### DATASET EXTRACT
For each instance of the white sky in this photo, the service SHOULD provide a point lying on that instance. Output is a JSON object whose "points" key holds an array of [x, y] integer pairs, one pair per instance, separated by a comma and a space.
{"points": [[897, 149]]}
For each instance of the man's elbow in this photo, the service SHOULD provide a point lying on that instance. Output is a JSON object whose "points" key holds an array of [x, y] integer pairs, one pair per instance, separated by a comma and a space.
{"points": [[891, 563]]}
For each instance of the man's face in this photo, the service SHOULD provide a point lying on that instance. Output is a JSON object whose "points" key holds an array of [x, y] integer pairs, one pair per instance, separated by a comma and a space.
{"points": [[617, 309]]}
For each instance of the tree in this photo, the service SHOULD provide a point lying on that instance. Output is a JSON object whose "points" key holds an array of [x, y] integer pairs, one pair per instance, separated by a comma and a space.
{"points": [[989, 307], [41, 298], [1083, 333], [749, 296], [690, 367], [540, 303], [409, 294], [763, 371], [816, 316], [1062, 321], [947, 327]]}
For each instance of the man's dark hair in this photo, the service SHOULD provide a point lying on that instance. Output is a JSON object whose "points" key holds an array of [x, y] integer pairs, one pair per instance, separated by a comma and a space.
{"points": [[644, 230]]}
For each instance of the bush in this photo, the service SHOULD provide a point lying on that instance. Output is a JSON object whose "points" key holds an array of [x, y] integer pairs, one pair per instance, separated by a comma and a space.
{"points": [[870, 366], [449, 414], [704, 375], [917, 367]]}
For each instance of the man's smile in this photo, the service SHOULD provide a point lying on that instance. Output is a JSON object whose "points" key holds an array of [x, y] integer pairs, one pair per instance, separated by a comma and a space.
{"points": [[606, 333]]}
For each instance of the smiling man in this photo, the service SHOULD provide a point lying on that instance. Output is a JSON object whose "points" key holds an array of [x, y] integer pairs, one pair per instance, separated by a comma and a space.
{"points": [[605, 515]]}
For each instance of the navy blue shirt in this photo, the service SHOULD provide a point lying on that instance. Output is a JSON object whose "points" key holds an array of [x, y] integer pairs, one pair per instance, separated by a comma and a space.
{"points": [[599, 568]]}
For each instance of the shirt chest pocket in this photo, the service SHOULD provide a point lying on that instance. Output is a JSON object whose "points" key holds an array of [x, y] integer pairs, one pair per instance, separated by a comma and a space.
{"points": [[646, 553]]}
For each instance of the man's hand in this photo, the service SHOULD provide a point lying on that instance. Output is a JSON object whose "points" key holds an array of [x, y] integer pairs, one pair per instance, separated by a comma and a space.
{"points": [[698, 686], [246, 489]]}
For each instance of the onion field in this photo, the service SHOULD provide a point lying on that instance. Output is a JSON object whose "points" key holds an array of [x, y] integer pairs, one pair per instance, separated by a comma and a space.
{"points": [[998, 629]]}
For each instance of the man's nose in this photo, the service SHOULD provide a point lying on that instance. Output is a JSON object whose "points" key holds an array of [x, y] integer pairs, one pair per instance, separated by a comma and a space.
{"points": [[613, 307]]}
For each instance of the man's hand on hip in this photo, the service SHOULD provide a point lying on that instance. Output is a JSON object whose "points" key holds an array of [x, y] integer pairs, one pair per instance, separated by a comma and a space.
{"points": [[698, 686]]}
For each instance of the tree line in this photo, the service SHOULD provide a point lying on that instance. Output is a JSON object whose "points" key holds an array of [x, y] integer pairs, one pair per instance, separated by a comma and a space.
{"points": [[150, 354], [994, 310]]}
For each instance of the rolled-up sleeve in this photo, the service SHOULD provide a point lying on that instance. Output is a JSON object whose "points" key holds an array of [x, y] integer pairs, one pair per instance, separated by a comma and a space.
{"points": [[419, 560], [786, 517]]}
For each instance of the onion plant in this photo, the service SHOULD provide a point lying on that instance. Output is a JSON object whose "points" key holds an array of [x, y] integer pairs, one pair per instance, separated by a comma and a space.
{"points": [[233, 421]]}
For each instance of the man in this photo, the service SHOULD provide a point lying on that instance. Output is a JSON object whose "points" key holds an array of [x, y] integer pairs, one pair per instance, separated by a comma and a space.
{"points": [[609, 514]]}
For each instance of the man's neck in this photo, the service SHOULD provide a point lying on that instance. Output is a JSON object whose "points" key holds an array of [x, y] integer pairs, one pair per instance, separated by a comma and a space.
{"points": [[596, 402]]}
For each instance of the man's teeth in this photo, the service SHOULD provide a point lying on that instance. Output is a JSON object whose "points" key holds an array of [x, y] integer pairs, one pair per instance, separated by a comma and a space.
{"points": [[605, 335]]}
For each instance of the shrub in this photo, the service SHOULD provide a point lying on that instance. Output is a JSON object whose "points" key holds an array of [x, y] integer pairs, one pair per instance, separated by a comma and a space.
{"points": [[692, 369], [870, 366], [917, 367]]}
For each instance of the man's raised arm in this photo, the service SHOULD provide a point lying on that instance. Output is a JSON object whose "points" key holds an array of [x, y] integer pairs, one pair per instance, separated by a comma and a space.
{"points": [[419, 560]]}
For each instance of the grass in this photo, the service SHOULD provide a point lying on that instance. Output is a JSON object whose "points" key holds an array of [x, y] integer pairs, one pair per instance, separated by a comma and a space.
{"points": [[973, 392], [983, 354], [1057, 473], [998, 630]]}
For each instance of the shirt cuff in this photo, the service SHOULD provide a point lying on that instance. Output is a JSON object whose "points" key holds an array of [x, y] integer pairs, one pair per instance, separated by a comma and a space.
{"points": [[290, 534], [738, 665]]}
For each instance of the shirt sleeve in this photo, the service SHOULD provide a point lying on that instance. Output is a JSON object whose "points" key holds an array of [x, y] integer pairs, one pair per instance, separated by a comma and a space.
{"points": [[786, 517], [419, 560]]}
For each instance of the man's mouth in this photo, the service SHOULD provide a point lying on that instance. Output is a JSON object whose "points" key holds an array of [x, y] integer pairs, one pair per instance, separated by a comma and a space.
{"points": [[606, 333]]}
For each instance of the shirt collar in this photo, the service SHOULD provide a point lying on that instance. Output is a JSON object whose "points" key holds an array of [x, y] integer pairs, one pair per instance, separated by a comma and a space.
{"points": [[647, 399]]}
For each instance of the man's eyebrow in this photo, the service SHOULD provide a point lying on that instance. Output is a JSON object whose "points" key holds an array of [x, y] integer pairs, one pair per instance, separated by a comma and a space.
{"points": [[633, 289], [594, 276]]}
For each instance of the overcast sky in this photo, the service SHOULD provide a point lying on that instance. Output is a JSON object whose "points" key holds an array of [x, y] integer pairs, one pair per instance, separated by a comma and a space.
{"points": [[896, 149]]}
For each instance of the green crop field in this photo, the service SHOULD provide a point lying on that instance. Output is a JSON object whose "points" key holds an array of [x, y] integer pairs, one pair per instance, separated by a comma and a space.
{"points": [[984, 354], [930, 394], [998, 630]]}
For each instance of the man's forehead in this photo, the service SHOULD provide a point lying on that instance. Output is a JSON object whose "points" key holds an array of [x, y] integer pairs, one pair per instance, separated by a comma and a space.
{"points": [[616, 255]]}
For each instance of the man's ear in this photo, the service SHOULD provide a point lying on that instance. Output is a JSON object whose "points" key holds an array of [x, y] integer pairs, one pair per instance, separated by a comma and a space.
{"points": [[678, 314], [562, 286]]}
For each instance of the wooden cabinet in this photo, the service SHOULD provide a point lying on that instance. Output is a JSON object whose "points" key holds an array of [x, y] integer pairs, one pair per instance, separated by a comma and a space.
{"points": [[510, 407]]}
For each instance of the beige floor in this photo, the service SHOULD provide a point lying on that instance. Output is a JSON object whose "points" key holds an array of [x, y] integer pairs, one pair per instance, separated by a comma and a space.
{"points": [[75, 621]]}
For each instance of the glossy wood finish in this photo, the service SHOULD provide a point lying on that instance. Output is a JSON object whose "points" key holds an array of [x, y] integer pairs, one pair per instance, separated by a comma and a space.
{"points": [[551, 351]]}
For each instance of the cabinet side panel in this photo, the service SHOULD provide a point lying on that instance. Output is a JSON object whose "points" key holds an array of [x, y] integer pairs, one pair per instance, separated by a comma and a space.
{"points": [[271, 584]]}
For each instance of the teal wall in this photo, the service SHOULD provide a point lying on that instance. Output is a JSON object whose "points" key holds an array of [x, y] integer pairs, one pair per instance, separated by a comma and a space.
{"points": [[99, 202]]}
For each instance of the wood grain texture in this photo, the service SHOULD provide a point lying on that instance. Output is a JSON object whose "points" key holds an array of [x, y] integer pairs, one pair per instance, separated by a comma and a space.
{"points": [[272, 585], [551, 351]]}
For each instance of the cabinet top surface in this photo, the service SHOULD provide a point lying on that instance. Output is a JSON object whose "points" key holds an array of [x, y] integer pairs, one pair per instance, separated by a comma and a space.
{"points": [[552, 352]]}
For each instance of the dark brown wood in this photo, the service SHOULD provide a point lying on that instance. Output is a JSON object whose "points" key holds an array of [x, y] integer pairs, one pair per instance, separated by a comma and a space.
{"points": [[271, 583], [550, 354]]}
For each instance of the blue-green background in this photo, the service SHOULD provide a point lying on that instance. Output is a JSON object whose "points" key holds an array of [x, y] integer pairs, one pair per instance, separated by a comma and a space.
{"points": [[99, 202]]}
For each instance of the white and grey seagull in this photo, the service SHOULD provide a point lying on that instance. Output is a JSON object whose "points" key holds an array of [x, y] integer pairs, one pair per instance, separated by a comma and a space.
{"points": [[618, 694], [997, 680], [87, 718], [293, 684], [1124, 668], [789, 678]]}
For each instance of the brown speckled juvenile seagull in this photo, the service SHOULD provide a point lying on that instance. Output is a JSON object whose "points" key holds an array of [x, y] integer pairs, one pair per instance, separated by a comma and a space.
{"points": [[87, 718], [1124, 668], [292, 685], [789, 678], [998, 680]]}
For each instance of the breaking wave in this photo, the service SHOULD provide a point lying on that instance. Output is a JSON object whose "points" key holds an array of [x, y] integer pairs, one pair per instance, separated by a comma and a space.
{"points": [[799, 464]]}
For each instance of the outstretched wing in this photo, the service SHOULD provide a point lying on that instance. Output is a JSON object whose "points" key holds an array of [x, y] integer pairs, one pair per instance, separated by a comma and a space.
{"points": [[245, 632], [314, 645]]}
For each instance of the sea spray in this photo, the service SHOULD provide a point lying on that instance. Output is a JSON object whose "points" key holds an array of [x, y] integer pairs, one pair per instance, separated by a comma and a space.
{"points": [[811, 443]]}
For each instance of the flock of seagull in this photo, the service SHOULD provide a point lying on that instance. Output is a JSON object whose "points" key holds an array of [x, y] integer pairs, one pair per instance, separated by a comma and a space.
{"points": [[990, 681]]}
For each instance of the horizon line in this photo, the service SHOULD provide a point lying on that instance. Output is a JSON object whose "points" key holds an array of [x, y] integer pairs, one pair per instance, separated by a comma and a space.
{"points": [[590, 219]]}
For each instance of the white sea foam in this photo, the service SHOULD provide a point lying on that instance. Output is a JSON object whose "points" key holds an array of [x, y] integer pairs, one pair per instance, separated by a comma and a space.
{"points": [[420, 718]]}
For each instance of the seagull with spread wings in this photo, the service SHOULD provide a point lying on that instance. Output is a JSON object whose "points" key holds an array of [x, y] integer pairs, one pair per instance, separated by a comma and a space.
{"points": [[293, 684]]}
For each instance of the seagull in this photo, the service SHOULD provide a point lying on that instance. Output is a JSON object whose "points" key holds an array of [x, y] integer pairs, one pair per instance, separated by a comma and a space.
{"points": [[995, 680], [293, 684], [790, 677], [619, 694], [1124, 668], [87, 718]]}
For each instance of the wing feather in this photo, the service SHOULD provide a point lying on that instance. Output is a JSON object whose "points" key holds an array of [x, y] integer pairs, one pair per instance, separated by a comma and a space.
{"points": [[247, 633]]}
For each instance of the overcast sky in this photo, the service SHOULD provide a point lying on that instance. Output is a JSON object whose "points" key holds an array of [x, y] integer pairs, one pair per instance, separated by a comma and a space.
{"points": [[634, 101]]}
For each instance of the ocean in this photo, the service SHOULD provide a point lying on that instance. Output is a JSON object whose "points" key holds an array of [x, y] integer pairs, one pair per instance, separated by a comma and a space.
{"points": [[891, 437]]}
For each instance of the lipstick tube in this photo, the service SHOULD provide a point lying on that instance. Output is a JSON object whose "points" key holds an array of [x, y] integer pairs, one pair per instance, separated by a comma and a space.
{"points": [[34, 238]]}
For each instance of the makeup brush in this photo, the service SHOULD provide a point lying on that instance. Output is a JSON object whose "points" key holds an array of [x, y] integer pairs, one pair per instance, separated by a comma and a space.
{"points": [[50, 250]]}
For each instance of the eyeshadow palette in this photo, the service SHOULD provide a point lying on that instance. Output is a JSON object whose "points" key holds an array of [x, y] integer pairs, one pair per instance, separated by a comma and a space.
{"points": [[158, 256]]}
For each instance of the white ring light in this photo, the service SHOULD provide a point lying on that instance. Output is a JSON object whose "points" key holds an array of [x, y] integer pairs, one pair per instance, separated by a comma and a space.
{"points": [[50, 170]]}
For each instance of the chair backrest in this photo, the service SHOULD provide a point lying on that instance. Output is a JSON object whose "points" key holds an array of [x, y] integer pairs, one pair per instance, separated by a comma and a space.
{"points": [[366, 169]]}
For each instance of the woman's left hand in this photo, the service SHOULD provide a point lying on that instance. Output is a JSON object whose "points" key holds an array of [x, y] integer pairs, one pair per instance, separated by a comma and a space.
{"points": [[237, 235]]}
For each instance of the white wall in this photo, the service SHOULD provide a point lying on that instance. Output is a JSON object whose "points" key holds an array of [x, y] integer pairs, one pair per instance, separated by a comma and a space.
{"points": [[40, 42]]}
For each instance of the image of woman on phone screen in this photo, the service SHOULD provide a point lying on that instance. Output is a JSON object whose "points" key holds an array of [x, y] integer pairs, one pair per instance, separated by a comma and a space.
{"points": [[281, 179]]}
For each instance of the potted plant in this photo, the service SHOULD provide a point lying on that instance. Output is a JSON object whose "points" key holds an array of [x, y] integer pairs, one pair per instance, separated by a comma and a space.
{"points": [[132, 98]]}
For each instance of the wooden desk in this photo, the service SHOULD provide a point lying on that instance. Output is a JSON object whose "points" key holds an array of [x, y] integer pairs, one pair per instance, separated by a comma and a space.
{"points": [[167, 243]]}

### WRITTEN REQUEST
Retype the items above word for word, starting with the line that contains "For each instance of the potted" and going on through the final line of the items.

### THE RESPONSE
For each instance of the potted plant in this photo, the service SHOULD provide a point lying on that instance. Output is a JSON object whose "points" key holds an array of [x, y] integer pairs, one pair per instance, separated by a comma and a space.
{"points": [[132, 98]]}
For each instance of the wooden desk in this photo, the service SHOULD provide a point lying on that instance. Output is a JSON object whose "points" key holds an array of [x, y] integer pairs, one pair per instance, separated by a comma and a space.
{"points": [[167, 243]]}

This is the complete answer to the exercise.